■ **Exercise goal**
Read through the records. Copy each line that has the word "dark".
─── Data for the task ───
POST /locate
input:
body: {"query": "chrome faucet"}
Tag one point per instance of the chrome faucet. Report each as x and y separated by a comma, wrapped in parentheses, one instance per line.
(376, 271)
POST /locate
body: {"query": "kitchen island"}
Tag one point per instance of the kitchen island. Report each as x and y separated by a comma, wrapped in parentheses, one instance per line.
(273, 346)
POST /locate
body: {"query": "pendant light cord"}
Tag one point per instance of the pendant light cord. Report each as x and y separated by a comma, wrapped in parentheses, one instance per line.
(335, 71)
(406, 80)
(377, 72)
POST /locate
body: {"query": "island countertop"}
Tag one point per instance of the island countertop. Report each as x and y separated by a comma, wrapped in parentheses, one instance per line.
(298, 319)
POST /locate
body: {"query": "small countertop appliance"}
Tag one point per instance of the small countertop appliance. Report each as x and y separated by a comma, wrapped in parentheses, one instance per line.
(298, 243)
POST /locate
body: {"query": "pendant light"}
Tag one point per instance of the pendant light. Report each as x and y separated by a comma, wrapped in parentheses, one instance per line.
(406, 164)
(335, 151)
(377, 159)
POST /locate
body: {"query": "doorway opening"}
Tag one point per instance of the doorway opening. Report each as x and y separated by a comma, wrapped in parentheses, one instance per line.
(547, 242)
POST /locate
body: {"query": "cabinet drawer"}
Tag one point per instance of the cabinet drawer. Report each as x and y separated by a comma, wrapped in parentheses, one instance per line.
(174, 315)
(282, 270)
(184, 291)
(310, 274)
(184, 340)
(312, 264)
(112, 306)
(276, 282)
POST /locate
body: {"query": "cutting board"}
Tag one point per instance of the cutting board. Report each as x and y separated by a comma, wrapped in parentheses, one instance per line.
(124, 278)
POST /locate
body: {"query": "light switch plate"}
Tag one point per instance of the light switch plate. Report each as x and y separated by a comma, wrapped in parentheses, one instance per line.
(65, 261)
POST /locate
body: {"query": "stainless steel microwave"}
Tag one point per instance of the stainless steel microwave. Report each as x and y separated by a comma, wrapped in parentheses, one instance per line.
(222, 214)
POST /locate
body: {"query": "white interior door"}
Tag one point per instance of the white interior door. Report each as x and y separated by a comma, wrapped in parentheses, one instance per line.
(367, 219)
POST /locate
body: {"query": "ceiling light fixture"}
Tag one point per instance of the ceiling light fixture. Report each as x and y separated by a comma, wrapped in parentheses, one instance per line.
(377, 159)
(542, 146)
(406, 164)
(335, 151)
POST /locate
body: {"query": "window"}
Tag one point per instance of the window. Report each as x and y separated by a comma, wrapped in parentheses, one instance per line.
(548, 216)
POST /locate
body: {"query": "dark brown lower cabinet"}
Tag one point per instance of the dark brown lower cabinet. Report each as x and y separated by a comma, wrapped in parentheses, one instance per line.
───
■ **Problem solution**
body: {"query": "dark brown lower cabinet"}
Tag one point per instance of the dark brown lower cabinet. Report each as x and y separated by a comma, wrapped in parentheses, one instance per line.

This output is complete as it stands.